#### [TÂCHES À RÉALISER]
A. Mettez à jour le passage du texte sur l'antisémitisme qui s'ouvre sur les mots contenant « Antisémitisme » et se ferme sur « de ma convalescence. », en remplaçant « canapé » par « fauteuil ». Recopiez ensuite ce passage modifié.
B. Donnez la suite du texte sur l'antisémitisme, à partir de sa dernière phrase.

#### [TEXTE CITÉ]

Debout L'Auvergne

Debout L'Auvergne

Antisémitisme

 

J'ai eu la grippe cet hiver. Cet état de faiblesse générale, de fièvre et de douleurs abdominales, m'a contraint à déambuler dans du lit au canapé et du canapé au lit plusieurs jours d'affilés. Il se trouve que dans notre maison, pour aller du lit au canapé on passe devant une modeste bibliothèque que l'on aimerait tant voir s'étendre encore et encore sur les autres murs et jusqu'au plafond. Cependant l'on y trouve déjà quelques perles précieuses. Sur ordre du médecin donc, je reste chez moi et j'ai tout le loisir de choisir dans ma bibliothèque une sélection de livres et, libéré du scrupule de n'être pas allé travailler, je planifie avec ambition les lectures de ma convalescence.

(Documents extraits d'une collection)
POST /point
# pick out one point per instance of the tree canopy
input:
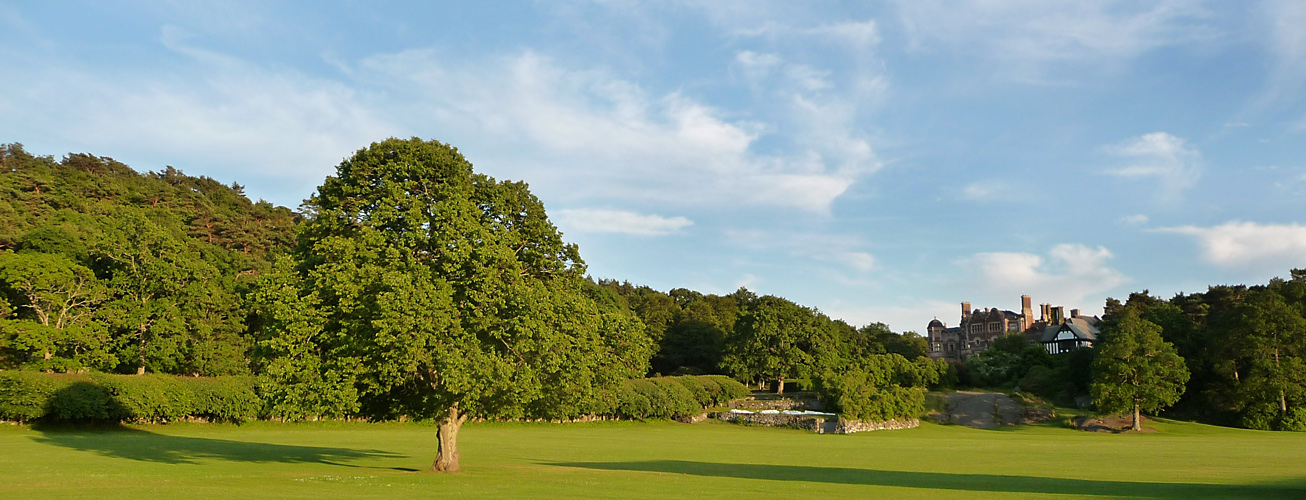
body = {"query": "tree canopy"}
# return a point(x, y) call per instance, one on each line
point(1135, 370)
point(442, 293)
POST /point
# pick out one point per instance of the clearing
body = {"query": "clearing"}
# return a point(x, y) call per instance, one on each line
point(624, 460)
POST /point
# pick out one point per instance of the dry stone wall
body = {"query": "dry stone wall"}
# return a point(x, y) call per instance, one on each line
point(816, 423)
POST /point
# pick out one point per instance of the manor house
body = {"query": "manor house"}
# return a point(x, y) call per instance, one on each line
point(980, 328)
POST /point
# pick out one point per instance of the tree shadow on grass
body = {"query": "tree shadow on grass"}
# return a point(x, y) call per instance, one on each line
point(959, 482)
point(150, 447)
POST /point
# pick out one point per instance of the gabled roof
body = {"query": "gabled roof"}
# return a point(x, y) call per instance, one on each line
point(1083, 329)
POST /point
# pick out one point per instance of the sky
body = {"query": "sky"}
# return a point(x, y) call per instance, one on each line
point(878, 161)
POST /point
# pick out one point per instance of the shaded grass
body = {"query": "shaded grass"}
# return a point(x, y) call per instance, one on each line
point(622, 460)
==
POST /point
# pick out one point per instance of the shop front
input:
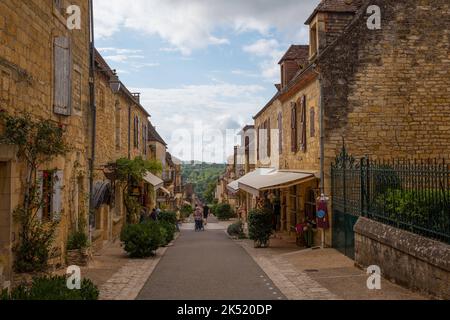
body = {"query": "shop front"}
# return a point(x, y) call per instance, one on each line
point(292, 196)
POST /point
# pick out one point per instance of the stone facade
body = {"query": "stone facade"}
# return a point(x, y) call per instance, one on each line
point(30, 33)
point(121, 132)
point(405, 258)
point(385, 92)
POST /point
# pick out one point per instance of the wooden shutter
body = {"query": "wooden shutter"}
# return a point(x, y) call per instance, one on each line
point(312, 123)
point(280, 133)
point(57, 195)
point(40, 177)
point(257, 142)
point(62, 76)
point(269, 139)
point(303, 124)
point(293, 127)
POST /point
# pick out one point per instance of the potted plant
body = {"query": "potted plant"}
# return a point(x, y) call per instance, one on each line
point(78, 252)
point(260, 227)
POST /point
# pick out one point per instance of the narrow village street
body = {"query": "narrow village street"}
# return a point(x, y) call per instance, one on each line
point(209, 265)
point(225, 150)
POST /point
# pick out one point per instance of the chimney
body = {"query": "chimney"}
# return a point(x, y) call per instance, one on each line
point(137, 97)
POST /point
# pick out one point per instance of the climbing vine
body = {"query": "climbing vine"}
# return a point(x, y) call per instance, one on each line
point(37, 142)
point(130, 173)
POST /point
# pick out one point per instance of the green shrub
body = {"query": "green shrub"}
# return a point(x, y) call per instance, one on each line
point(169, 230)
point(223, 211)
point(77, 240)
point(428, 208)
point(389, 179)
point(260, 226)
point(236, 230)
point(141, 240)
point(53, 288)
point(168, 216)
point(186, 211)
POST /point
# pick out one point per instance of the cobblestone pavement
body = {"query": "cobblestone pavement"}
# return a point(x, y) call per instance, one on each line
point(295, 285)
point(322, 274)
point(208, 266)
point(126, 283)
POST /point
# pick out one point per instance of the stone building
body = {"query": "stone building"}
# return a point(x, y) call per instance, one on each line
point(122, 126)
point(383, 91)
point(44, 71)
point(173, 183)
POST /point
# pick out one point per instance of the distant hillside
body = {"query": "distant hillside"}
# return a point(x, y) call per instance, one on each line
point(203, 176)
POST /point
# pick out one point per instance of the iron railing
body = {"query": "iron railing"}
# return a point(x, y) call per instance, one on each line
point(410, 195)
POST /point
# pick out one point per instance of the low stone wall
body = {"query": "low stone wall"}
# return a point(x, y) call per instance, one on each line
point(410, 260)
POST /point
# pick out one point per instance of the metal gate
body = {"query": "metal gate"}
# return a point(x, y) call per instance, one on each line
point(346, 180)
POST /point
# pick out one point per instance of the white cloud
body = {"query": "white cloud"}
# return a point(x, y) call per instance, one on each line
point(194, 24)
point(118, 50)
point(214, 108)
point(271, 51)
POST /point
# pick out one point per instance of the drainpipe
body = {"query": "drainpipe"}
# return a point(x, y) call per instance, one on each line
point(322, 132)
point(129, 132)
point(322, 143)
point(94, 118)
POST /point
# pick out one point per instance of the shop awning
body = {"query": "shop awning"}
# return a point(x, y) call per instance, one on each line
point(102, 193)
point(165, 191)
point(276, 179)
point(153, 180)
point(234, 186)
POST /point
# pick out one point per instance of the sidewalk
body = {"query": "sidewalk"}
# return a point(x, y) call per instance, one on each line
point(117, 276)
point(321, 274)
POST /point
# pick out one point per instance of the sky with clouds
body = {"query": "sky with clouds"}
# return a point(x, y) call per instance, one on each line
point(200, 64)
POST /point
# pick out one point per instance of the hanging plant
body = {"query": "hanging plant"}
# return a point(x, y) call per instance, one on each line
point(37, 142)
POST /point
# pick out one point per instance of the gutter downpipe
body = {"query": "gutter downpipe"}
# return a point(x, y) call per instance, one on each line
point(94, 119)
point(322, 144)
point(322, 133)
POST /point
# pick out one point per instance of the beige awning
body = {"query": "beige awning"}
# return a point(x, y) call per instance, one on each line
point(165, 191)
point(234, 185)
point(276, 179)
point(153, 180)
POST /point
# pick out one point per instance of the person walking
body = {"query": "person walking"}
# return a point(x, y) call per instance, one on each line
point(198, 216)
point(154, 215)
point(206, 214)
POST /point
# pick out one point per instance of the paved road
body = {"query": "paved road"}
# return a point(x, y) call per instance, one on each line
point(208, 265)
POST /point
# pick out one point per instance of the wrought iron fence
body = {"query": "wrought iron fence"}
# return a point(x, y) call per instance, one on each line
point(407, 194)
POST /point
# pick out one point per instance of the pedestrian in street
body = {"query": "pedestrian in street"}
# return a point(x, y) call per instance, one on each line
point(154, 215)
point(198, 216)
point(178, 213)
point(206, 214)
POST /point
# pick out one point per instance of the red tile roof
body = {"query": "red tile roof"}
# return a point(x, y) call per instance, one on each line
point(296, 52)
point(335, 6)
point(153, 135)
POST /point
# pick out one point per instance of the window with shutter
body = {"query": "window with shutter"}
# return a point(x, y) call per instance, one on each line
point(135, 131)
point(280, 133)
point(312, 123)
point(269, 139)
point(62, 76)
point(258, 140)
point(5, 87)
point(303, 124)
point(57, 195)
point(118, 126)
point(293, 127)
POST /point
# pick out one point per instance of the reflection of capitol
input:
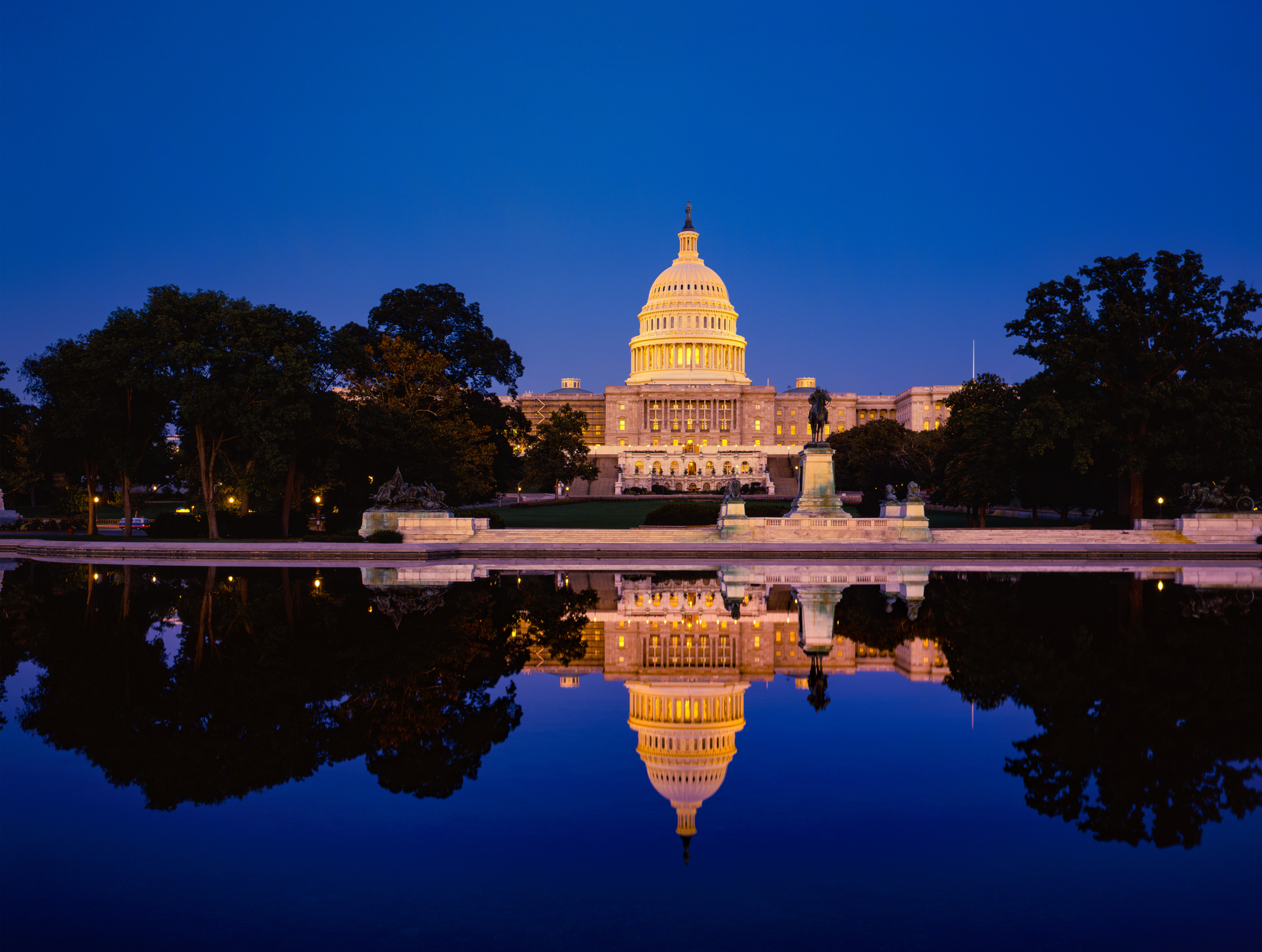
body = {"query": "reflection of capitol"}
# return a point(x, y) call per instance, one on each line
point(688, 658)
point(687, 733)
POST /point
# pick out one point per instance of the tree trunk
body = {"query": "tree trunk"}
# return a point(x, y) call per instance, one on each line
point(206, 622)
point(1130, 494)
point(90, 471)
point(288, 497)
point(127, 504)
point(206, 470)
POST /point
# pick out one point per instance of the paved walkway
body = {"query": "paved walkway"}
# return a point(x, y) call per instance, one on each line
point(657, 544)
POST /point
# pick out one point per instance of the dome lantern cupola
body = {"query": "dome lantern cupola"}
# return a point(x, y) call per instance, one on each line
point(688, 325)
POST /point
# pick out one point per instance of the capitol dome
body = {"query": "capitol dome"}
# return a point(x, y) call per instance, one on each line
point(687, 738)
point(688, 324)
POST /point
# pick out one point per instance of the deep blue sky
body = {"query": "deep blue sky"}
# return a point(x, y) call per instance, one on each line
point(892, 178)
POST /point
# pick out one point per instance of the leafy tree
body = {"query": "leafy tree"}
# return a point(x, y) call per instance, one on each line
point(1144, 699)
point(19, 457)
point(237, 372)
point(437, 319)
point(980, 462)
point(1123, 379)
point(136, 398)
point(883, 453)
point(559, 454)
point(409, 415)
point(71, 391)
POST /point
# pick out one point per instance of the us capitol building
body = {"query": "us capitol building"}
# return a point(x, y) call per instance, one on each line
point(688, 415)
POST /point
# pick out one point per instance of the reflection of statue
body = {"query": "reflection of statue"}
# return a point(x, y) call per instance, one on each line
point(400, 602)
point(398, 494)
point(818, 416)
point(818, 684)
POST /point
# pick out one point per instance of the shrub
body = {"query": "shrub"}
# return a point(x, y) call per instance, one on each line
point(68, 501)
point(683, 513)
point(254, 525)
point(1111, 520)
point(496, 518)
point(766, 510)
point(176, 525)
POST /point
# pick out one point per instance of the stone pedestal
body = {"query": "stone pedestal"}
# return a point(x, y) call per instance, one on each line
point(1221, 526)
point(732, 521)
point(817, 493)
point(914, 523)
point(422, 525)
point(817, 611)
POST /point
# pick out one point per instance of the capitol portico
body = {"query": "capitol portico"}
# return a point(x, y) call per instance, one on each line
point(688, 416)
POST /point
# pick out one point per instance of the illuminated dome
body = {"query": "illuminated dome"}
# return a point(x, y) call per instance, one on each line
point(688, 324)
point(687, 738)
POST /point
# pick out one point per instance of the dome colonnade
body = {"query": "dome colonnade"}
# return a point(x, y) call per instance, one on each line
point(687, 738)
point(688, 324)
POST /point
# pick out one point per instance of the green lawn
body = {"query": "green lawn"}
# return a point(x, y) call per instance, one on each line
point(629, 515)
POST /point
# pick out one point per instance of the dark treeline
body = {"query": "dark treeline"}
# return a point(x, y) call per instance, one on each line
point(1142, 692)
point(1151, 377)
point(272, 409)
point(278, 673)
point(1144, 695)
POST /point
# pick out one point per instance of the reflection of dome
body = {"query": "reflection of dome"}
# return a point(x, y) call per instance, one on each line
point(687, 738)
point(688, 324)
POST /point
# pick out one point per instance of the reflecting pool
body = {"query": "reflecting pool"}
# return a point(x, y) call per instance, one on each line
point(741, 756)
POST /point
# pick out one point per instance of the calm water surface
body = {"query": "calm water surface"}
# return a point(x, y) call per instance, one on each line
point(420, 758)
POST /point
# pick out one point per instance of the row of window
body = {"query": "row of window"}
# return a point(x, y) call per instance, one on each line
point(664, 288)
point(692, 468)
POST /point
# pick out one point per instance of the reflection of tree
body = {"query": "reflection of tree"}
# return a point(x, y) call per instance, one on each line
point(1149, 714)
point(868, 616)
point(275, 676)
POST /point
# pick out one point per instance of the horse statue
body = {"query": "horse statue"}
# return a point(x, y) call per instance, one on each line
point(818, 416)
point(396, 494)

#### [RÉPONSES RÉDIGÉES]
A.
Antisémitisme

 

J'ai eu la grippe cet hiver. Cet état de faiblesse générale, de fièvre et de douleurs abdominales, m'a contraint à déambuler dans du lit au fauteuil et du fauteuil au lit plusieurs jours d'affilés. Il se trouve que dans notre maison, pour aller du lit au fauteuil on passe devant une modeste bibliothèque que l'on aimerait tant voir s'étendre encore et encore sur les autres murs et jusqu'au plafond. Cependant l'on y trouve déjà quelques perles précieuses. Sur ordre du médecin donc, je reste chez moi et j'ai tout le loisir de choisir dans ma bibliothèque une sélection de livres et, libéré du scrupule de n'être pas allé travailler, je planifie avec ambition les lectures de ma convalescence.

B.
Ainsi j'ai relu Les Animaux dénaturés de Vercors, que je préconise fortement. Une autrefois peut-être je vous en parlerai plus longuement. Dans Les Animaux dénaturés, la justice se confronte à ce débat : qu'est-ce qui définit l'homme ? C'est très agréable à lire, plein de tendresse et de justesse. Cela m'a donné envie d'en savoir plus sur cet écrivain ; il y a sorte de recherche de la vérité chez lui qui m’interpelle. Peut-être faudrait-il lire celui-là aussi, rangé juste à côté, entre Troyat et Vian : Le Silence de la Mer. Bientôt il faudra retourner au bureau, et puis celui-là n'a pas l'air long à lire, alors allons-y, c'est l'occasion.

 

Dans Le Silence de la Mer on trouve une nouvelle (c'est en effet un recueil) datée de novembre 1943 et appelée Le Songe. Le narrateur (l'auteur) y raconte que ce n'est que dans l'état de songe que notre caractère renfermé est capable de rejoindre la souffrance de nos frères humains torturés et tués dans des pays proches ou lointains.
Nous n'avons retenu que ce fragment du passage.